**What to work on**: Below is a listing; retype exactly the line with "Mark the inflatable" and every line after it through the end, and only those, leaving out the pictures.

**Available records**:

■ ■ ■ ■ ■ ■ ■

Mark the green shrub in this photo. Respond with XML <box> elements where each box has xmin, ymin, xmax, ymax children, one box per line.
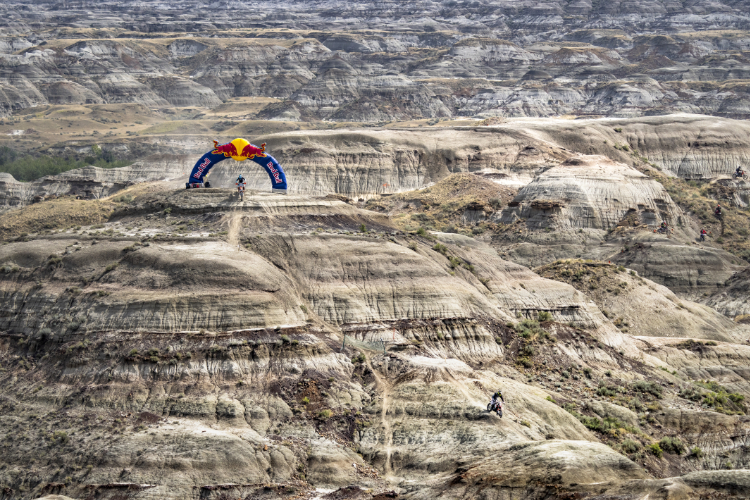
<box><xmin>690</xmin><ymin>446</ymin><xmax>703</xmax><ymax>458</ymax></box>
<box><xmin>280</xmin><ymin>335</ymin><xmax>290</xmax><ymax>344</ymax></box>
<box><xmin>351</xmin><ymin>353</ymin><xmax>366</xmax><ymax>364</ymax></box>
<box><xmin>318</xmin><ymin>409</ymin><xmax>332</xmax><ymax>419</ymax></box>
<box><xmin>49</xmin><ymin>431</ymin><xmax>69</xmax><ymax>445</ymax></box>
<box><xmin>517</xmin><ymin>357</ymin><xmax>532</xmax><ymax>368</ymax></box>
<box><xmin>359</xmin><ymin>224</ymin><xmax>367</xmax><ymax>233</ymax></box>
<box><xmin>597</xmin><ymin>383</ymin><xmax>617</xmax><ymax>397</ymax></box>
<box><xmin>537</xmin><ymin>311</ymin><xmax>552</xmax><ymax>322</ymax></box>
<box><xmin>632</xmin><ymin>380</ymin><xmax>663</xmax><ymax>399</ymax></box>
<box><xmin>679</xmin><ymin>381</ymin><xmax>746</xmax><ymax>414</ymax></box>
<box><xmin>659</xmin><ymin>436</ymin><xmax>685</xmax><ymax>455</ymax></box>
<box><xmin>520</xmin><ymin>420</ymin><xmax>531</xmax><ymax>428</ymax></box>
<box><xmin>416</xmin><ymin>227</ymin><xmax>427</xmax><ymax>236</ymax></box>
<box><xmin>104</xmin><ymin>262</ymin><xmax>118</xmax><ymax>273</ymax></box>
<box><xmin>621</xmin><ymin>439</ymin><xmax>640</xmax><ymax>454</ymax></box>
<box><xmin>648</xmin><ymin>443</ymin><xmax>663</xmax><ymax>458</ymax></box>
<box><xmin>301</xmin><ymin>397</ymin><xmax>310</xmax><ymax>405</ymax></box>
<box><xmin>433</xmin><ymin>243</ymin><xmax>448</xmax><ymax>255</ymax></box>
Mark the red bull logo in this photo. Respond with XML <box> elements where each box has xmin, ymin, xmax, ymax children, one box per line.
<box><xmin>267</xmin><ymin>160</ymin><xmax>282</xmax><ymax>184</ymax></box>
<box><xmin>241</xmin><ymin>142</ymin><xmax>267</xmax><ymax>159</ymax></box>
<box><xmin>193</xmin><ymin>157</ymin><xmax>211</xmax><ymax>179</ymax></box>
<box><xmin>211</xmin><ymin>140</ymin><xmax>238</xmax><ymax>158</ymax></box>
<box><xmin>212</xmin><ymin>138</ymin><xmax>267</xmax><ymax>161</ymax></box>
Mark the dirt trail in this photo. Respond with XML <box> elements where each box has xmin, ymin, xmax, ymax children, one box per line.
<box><xmin>368</xmin><ymin>360</ymin><xmax>395</xmax><ymax>479</ymax></box>
<box><xmin>227</xmin><ymin>211</ymin><xmax>242</xmax><ymax>247</ymax></box>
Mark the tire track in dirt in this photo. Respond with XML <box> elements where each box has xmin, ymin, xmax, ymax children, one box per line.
<box><xmin>368</xmin><ymin>361</ymin><xmax>394</xmax><ymax>479</ymax></box>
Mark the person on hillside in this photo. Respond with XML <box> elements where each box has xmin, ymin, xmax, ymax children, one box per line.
<box><xmin>491</xmin><ymin>389</ymin><xmax>504</xmax><ymax>407</ymax></box>
<box><xmin>737</xmin><ymin>166</ymin><xmax>744</xmax><ymax>178</ymax></box>
<box><xmin>715</xmin><ymin>204</ymin><xmax>722</xmax><ymax>217</ymax></box>
<box><xmin>700</xmin><ymin>228</ymin><xmax>708</xmax><ymax>241</ymax></box>
<box><xmin>236</xmin><ymin>174</ymin><xmax>247</xmax><ymax>201</ymax></box>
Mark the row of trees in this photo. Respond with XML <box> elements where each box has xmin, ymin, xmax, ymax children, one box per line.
<box><xmin>0</xmin><ymin>145</ymin><xmax>130</xmax><ymax>182</ymax></box>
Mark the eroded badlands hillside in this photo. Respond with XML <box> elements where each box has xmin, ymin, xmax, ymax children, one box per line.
<box><xmin>0</xmin><ymin>184</ymin><xmax>749</xmax><ymax>500</ymax></box>
<box><xmin>4</xmin><ymin>0</ymin><xmax>750</xmax><ymax>123</ymax></box>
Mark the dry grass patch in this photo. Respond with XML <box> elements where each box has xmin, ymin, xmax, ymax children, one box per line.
<box><xmin>0</xmin><ymin>197</ymin><xmax>115</xmax><ymax>239</ymax></box>
<box><xmin>366</xmin><ymin>173</ymin><xmax>515</xmax><ymax>234</ymax></box>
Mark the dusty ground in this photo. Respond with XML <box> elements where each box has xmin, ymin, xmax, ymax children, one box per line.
<box><xmin>0</xmin><ymin>188</ymin><xmax>748</xmax><ymax>500</ymax></box>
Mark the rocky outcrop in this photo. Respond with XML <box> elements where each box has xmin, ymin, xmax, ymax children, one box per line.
<box><xmin>609</xmin><ymin>234</ymin><xmax>747</xmax><ymax>300</ymax></box>
<box><xmin>499</xmin><ymin>155</ymin><xmax>682</xmax><ymax>230</ymax></box>
<box><xmin>535</xmin><ymin>260</ymin><xmax>749</xmax><ymax>342</ymax></box>
<box><xmin>522</xmin><ymin>114</ymin><xmax>750</xmax><ymax>180</ymax></box>
<box><xmin>704</xmin><ymin>266</ymin><xmax>750</xmax><ymax>319</ymax></box>
<box><xmin>0</xmin><ymin>157</ymin><xmax>188</xmax><ymax>211</ymax></box>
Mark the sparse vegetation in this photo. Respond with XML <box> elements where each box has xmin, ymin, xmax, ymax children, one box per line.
<box><xmin>563</xmin><ymin>402</ymin><xmax>638</xmax><ymax>435</ymax></box>
<box><xmin>0</xmin><ymin>145</ymin><xmax>130</xmax><ymax>182</ymax></box>
<box><xmin>49</xmin><ymin>431</ymin><xmax>69</xmax><ymax>445</ymax></box>
<box><xmin>537</xmin><ymin>311</ymin><xmax>552</xmax><ymax>322</ymax></box>
<box><xmin>678</xmin><ymin>380</ymin><xmax>745</xmax><ymax>414</ymax></box>
<box><xmin>620</xmin><ymin>439</ymin><xmax>641</xmax><ymax>454</ymax></box>
<box><xmin>648</xmin><ymin>443</ymin><xmax>663</xmax><ymax>458</ymax></box>
<box><xmin>658</xmin><ymin>436</ymin><xmax>685</xmax><ymax>455</ymax></box>
<box><xmin>318</xmin><ymin>409</ymin><xmax>332</xmax><ymax>419</ymax></box>
<box><xmin>631</xmin><ymin>380</ymin><xmax>663</xmax><ymax>399</ymax></box>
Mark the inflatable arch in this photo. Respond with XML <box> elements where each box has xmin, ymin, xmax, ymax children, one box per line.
<box><xmin>187</xmin><ymin>138</ymin><xmax>287</xmax><ymax>193</ymax></box>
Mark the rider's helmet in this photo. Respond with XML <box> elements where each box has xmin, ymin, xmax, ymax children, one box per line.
<box><xmin>238</xmin><ymin>174</ymin><xmax>244</xmax><ymax>181</ymax></box>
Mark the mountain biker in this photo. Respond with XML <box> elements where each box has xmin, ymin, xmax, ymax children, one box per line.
<box><xmin>700</xmin><ymin>228</ymin><xmax>708</xmax><ymax>241</ymax></box>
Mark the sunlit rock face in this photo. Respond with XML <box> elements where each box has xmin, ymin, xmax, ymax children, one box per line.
<box><xmin>499</xmin><ymin>155</ymin><xmax>682</xmax><ymax>231</ymax></box>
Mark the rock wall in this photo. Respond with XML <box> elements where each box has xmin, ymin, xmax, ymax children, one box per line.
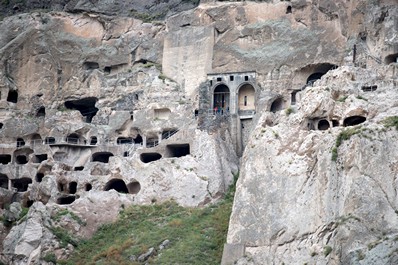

■ ■ ■ ■ ■ ■ ■

**Solution to the exercise**:
Mark the inflatable arch in this photo. Respond with XML <box> elements where each box has xmin, ymin, xmax, ymax children, one box per line.
<box><xmin>187</xmin><ymin>138</ymin><xmax>287</xmax><ymax>193</ymax></box>
Mark the rider's helmet in this photo. Respond with XML <box> elements where each box has xmin, ymin, xmax, ymax children, one box per line.
<box><xmin>238</xmin><ymin>174</ymin><xmax>244</xmax><ymax>181</ymax></box>
Mark the mountain biker in this photo. Respond with XML <box> elements where each box has xmin, ymin, xmax, ymax children, one box per line.
<box><xmin>700</xmin><ymin>228</ymin><xmax>708</xmax><ymax>241</ymax></box>
Mark the sunlit rock face in this photo. Respond with XML <box> elements where each box has xmin, ymin, xmax, ymax children, one box per line.
<box><xmin>499</xmin><ymin>155</ymin><xmax>682</xmax><ymax>231</ymax></box>
Mark the rock wall in this photo. Respond with XML <box> elements where each box has xmin, ymin, xmax, ymax children, one box per line.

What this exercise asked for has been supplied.